▼▼▼
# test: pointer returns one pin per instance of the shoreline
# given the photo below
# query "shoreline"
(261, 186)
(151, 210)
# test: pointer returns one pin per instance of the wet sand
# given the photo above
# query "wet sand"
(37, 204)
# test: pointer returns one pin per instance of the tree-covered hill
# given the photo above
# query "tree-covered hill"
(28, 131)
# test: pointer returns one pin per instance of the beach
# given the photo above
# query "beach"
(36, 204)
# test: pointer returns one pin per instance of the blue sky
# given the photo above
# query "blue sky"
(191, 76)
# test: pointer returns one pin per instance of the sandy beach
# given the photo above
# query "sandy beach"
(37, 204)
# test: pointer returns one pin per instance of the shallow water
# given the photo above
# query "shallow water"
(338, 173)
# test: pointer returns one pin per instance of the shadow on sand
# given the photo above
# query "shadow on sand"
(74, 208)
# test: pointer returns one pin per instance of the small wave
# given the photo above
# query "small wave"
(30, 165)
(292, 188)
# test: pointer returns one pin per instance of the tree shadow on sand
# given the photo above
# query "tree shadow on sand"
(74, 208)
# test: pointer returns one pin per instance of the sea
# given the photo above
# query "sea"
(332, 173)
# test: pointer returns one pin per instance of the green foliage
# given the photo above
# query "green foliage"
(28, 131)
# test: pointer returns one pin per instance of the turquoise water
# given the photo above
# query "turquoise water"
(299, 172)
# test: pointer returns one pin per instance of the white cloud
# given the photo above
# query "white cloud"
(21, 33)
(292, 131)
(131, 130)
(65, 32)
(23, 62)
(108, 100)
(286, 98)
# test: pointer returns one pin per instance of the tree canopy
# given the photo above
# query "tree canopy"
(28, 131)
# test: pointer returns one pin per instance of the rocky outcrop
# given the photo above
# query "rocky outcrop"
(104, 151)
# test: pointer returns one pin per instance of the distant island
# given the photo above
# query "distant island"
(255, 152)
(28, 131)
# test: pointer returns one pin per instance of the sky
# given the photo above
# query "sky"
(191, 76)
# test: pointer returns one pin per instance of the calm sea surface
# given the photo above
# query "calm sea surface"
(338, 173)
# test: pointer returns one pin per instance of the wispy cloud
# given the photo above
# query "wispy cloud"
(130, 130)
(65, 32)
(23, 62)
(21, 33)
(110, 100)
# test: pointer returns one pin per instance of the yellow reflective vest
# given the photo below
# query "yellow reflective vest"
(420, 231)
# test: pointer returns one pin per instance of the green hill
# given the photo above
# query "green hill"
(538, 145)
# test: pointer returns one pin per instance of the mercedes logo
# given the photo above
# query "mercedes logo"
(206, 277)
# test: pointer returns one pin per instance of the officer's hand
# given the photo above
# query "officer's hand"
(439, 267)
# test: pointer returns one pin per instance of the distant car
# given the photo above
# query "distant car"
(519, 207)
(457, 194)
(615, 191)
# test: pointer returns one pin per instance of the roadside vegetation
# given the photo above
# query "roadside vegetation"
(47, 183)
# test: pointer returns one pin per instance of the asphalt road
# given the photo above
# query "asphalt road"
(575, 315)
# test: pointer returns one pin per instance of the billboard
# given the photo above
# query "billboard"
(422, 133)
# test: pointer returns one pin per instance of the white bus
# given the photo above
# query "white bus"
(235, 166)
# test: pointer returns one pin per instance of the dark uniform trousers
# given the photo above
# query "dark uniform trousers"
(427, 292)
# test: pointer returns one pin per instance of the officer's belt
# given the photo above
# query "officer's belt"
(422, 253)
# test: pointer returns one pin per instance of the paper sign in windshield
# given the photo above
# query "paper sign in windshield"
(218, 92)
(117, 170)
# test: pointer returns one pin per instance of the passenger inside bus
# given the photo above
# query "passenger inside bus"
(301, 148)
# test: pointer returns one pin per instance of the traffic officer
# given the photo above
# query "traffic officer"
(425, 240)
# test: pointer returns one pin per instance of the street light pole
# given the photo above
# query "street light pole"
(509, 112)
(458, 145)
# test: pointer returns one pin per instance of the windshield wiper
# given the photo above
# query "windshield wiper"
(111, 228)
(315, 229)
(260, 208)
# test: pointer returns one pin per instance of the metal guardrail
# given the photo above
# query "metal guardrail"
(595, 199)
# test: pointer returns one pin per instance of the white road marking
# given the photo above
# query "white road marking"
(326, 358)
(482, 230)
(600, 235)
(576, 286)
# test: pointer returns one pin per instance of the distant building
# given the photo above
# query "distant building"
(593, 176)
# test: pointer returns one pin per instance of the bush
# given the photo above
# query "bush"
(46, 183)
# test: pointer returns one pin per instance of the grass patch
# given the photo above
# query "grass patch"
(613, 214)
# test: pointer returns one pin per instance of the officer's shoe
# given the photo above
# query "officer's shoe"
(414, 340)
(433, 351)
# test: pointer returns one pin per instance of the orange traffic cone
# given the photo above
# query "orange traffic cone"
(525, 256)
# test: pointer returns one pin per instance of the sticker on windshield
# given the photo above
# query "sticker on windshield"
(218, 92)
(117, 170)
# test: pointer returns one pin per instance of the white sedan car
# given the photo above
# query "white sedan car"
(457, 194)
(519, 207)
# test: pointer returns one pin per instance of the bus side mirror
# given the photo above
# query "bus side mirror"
▲▲▲
Given instruction -
Each of the records should be retyped exactly.

Solution to this problem -
# test: pointer returns one pin per instance of the shoreline
# given the photo below
# query "shoreline"
(261, 186)
(151, 210)
# test: pointer returns one pin per instance of the wet sand
# given the photo above
# query "wet sand"
(37, 204)
# test: pointer returns one pin per instance of the tree-covered hill
# given the photo above
# query "tree-covered hill"
(28, 131)
# test: pointer returns one pin per instance of the beach
# given the photo above
# query "beach"
(36, 204)
# test: pointer returns one pin per instance of the blue sky
# given the photo above
# query "blue sky"
(191, 76)
# test: pointer returns one pin per instance of the sandy beach
# given the photo above
# query "sandy beach"
(37, 204)
# test: pointer returns one pin per instance of the shallow water
# given the photo above
# query "shallow water"
(338, 173)
# test: pointer returns one pin per instance of the shadow on sand
# given the photo above
# query "shadow on sand"
(74, 208)
# test: pointer returns one pin per instance of the small wave
# given the photo above
# query "small wave"
(30, 165)
(292, 188)
# test: pointer returns one pin per instance of the tree shadow on sand
# given the photo above
# query "tree shadow on sand"
(74, 208)
# test: pointer returns one pin per instance of the sea
# given the photo above
# query "sea"
(332, 173)
# test: pointer returns one pin per instance of the green foliage
# given the photo above
# query "green foliage"
(28, 131)
# test: pointer returns one pin per instance of the turquoise water
# given the photo above
# query "turquoise water"
(299, 172)
# test: pointer returns one pin per instance of the white cloud
# given the photo above
# query "white cloud"
(21, 33)
(292, 131)
(131, 130)
(65, 32)
(23, 62)
(108, 100)
(286, 98)
# test: pointer returns one pin per instance of the tree canopy
# given the photo above
# query "tree canopy"
(28, 131)
# test: pointer returns one pin per instance of the rocky outcrop
# given the photo above
# query "rocky outcrop"
(104, 151)
# test: pointer returns one pin per instance of the distant island
# given the photo above
# query "distant island"
(255, 152)
(28, 131)
# test: pointer returns one pin per instance of the sky
# given the photo above
# query "sky"
(191, 76)
# test: pointer returns one pin per instance of the calm sea surface
# given the photo above
# query "calm sea surface"
(338, 173)
# test: pointer returns one pin per instance of the wispy cloud
# given the photo above
# query "wispy cloud"
(130, 130)
(65, 32)
(23, 62)
(21, 33)
(110, 100)
# test: pointer returns one pin per instance of the yellow reflective vest
# given the photo below
# query "yellow reflective vest"
(420, 231)
# test: pointer returns one pin per instance of the green hill
# given the photo above
# query "green hill"
(538, 145)
# test: pointer returns one pin per instance of the mercedes logo
# given the photo above
# query "mercedes logo"
(206, 277)
# test: pointer returns one pin per instance of the officer's hand
# given the photo above
# query "officer's hand"
(439, 267)
# test: pointer returns one pin per instance of the distant car
# given the photo above
# query "distant car"
(519, 207)
(457, 194)
(615, 191)
# test: pointer returns one pin per instance of the roadside vegetation
# given the photo above
# query "roadside vegetation"
(47, 183)
# test: pointer returns one pin per instance of the asphalt road
# given the photo above
# query "asphalt road"
(575, 315)
# test: pointer returns one pin per instance of the billboard
# given the photo above
# query "billboard"
(422, 133)
# test: pointer returns one pin per instance of the white bus
# given the photo above
# query "white bus"
(235, 166)
# test: pointer returns one pin per instance of the dark uniform trousers
# given the photo above
# query "dark uniform trousers"
(427, 292)
# test: pointer returns one pin per instance of the officer's belt
# given the photo above
# query "officer's belt"
(422, 253)
# test: pointer returns one pin per instance of the paper sign in windshield
# given the photo above
# query "paper sign in windshield"
(218, 92)
(117, 170)
# test: pointer returns one pin per instance of the passenger inside bus
# given the photo above
# query "passenger inside bus"
(301, 148)
# test: pointer returns one pin per instance of the traffic officer
# given the photo above
# query "traffic officer"
(425, 240)
# test: pointer returns one pin per instance of the street light pole
# given the photo above
# query "street light pole"
(509, 112)
(458, 145)
# test: pointer returns one pin per instance of the windshield wiper
# given the photo above
# query "windshield wiper"
(111, 228)
(315, 229)
(260, 208)
# test: pointer returns one pin per instance of the metal guardrail
# given the photo above
# query "metal guardrail"
(595, 199)
# test: pointer returns one pin per instance of the white road marking
# given the photo above
# query "white road marking"
(326, 358)
(482, 230)
(600, 235)
(576, 286)
# test: pointer returns one pin per instance of the distant building
# given the photo above
# query "distant building"
(593, 176)
# test: pointer returns one pin per instance of the bush
# given the photo above
# query "bush"
(46, 183)
# test: pointer returns one pin per instance of the grass patch
# given the photo above
# query "grass patch"
(613, 214)
# test: pointer returns one pin per instance of the officer's shoe
# given the photo above
# query "officer's shoe"
(414, 340)
(433, 351)
# test: pointer returns one pin per instance of the orange traffic cone
# given the photo above
# query "orange traffic cone"
(525, 256)
# test: pointer returns one pin per instance of the sticker on windshield
# given the photo above
# query "sticker on windshield"
(218, 92)
(117, 170)
# test: pointer returns one pin per instance of the white sedan car
# given the photo above
# query "white sedan car"
(457, 194)
(519, 207)
# test: pointer returns one pin per instance of the bus side mirror
# given the photo above
# query "bus side mirror"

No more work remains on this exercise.